---------- Exercise data ----------
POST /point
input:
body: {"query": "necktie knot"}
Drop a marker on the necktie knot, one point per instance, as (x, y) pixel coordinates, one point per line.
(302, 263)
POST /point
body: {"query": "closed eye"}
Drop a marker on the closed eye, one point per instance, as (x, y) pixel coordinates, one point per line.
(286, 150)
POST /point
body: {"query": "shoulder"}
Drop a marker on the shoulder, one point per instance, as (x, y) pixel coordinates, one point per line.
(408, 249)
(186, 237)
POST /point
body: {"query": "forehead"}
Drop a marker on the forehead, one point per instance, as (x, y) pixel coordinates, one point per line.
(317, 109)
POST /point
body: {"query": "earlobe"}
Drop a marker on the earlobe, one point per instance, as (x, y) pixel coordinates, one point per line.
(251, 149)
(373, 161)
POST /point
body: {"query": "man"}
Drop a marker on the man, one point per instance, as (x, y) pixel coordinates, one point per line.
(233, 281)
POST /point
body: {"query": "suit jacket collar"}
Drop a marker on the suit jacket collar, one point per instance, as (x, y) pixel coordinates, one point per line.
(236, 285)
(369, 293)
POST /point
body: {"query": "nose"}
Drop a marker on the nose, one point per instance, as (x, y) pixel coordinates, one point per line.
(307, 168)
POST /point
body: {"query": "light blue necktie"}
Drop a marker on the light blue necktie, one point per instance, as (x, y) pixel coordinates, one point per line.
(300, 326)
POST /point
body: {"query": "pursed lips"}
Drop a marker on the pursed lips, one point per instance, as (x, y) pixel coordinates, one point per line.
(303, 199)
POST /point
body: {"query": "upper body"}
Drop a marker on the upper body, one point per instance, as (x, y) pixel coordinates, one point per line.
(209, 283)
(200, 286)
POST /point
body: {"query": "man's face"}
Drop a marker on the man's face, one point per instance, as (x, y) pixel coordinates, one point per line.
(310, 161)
----------
**Your instructions**
For each line of the data that has the word "query", report that line.

**Problem solution**
body: {"query": "necktie knot"}
body: {"query": "closed eye"}
body: {"query": "shoulder"}
body: {"query": "forehead"}
body: {"query": "earlobe"}
body: {"query": "man"}
body: {"query": "suit jacket collar"}
body: {"query": "nose"}
body: {"query": "light blue necktie"}
body: {"query": "pursed lips"}
body: {"query": "upper body"}
body: {"query": "man's face"}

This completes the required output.